WHAT IS ASKED
Arrange the lines of the items below as a JSON list of strings, one string per line and no blank lines. Start with the line that contains "of the grassy" and go on through the line that contains "pixel 365 603", including both.

GIVEN DATA
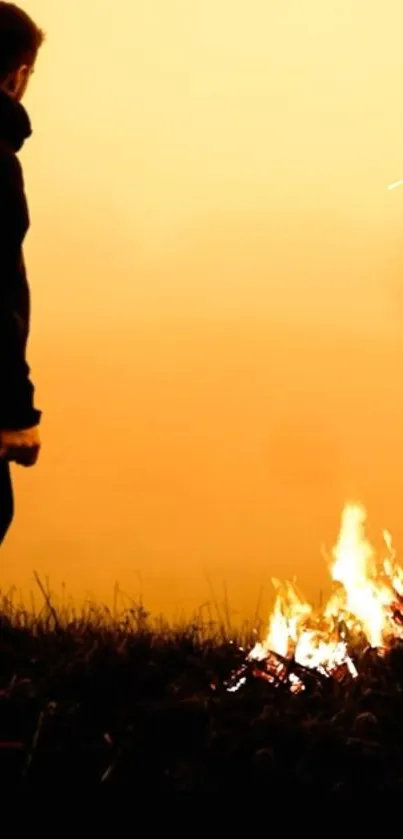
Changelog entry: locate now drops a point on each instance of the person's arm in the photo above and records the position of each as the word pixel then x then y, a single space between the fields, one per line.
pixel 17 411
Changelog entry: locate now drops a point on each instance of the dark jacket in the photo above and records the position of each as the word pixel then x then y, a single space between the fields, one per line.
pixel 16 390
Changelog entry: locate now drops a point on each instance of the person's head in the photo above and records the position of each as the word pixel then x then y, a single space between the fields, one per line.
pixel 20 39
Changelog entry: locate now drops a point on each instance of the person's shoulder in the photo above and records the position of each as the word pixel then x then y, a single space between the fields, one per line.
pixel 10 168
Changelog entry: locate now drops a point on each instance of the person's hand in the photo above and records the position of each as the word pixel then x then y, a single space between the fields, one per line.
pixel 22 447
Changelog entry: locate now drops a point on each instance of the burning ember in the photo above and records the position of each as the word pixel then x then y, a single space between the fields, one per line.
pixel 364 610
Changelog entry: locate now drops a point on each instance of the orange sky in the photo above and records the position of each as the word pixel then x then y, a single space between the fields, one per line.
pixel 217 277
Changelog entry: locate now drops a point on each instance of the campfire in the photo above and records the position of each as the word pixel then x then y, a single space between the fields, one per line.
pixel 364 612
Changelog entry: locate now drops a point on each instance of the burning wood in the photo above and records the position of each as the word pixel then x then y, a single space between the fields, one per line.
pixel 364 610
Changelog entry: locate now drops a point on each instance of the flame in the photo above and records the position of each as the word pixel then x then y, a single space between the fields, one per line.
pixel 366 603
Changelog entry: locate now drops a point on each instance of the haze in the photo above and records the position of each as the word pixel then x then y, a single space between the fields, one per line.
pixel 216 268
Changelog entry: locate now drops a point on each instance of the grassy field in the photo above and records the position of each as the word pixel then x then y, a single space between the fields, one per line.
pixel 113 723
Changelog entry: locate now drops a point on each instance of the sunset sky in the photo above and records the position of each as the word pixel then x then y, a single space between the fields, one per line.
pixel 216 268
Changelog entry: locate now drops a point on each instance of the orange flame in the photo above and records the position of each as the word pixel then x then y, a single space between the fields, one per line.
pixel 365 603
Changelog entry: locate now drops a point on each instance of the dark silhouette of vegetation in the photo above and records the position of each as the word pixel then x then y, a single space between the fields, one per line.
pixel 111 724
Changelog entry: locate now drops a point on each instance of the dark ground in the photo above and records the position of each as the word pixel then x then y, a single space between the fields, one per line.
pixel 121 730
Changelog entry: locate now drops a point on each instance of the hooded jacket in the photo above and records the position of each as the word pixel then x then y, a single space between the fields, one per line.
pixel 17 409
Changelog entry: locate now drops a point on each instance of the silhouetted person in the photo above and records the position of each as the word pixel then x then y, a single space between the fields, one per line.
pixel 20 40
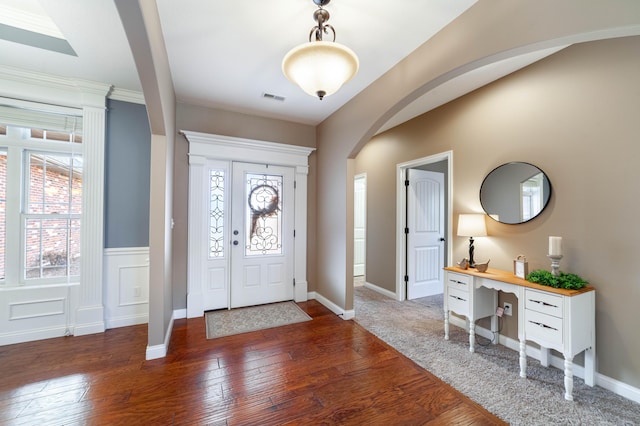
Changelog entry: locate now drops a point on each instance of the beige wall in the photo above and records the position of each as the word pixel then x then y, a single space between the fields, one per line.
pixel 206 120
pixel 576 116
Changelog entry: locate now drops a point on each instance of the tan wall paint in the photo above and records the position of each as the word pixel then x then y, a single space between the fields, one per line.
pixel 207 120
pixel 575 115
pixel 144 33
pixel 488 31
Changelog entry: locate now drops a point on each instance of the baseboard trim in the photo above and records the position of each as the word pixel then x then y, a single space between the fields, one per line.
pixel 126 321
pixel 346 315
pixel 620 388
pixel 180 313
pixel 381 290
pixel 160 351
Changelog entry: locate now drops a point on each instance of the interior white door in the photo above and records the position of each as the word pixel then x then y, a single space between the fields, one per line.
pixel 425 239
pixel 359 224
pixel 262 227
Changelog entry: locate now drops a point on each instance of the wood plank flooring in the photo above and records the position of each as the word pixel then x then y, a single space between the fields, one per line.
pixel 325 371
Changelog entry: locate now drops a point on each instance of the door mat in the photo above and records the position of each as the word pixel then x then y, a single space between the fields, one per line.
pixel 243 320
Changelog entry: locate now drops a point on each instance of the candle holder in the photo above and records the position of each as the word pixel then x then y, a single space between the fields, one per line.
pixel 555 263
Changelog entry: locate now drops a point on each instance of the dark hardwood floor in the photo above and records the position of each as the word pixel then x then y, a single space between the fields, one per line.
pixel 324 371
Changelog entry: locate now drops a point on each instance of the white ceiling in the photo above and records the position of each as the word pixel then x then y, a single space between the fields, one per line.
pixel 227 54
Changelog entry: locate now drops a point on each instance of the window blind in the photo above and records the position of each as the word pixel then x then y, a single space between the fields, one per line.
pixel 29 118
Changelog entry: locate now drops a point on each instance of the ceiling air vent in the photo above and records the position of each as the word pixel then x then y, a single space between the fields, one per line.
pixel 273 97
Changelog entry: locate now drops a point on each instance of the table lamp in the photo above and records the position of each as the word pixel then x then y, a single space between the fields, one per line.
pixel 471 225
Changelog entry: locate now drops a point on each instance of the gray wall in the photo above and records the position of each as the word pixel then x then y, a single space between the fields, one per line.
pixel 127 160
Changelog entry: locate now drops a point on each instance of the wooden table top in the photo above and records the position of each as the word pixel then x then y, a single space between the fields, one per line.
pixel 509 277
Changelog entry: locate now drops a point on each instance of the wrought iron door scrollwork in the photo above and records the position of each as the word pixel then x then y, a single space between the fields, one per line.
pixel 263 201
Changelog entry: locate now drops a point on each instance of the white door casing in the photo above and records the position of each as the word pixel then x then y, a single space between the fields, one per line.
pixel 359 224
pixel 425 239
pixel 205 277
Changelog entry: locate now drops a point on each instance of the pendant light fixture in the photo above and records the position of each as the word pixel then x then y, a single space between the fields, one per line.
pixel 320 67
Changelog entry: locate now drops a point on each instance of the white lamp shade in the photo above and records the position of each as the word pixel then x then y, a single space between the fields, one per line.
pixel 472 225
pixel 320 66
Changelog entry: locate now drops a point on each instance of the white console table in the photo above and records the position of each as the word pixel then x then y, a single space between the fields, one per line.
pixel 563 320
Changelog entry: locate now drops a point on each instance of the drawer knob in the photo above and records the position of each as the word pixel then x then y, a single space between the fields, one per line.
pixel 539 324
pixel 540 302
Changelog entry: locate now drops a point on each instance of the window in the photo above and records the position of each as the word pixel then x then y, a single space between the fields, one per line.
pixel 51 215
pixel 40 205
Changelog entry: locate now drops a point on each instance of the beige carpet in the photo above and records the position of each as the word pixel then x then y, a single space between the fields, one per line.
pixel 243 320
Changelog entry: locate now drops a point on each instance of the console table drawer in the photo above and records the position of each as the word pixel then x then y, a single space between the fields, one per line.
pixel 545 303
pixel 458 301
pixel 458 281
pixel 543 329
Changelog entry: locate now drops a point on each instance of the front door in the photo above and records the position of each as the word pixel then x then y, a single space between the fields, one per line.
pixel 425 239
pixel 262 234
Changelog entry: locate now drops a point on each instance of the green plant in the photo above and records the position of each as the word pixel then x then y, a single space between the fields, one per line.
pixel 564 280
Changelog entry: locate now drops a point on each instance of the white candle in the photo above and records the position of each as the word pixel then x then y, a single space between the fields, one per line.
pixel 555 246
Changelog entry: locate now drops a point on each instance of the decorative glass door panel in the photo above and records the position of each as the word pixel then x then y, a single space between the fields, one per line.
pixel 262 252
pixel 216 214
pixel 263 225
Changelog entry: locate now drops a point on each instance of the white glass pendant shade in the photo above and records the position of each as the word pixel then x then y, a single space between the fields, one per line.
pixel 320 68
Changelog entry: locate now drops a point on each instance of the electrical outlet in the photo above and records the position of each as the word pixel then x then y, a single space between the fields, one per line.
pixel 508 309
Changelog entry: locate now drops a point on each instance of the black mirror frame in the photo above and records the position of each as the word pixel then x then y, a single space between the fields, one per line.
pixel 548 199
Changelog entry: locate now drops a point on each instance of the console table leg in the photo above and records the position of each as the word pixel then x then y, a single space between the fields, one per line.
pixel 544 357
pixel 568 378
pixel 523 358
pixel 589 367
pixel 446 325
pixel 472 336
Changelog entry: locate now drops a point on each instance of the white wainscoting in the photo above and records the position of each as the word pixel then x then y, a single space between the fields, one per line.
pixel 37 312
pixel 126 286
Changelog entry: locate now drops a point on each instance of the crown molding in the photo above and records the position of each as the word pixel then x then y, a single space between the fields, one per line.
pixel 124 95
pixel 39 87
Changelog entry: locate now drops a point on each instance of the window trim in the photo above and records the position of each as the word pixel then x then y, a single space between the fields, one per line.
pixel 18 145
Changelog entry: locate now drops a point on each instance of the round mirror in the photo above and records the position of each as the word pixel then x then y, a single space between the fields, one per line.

COMPLETED TASK
[
  "Changelog entry: locate now drops a point on each instance of the grassy field in the photo above and records the position of each as the word pixel then x then y, a single space between the fields, one per line.",
  "pixel 113 723",
  "Changelog entry: locate now drops a point on each instance of the sunset sky in the photo above and records the position of each as the word pixel then x then y, a single space between the fields, one per line.",
  "pixel 216 268",
  "Changelog entry: locate now drops a point on each instance of the orange flame in the photo above and records the position of each as the word pixel then x then y, a single space between the fields, one per line.",
  "pixel 365 603"
]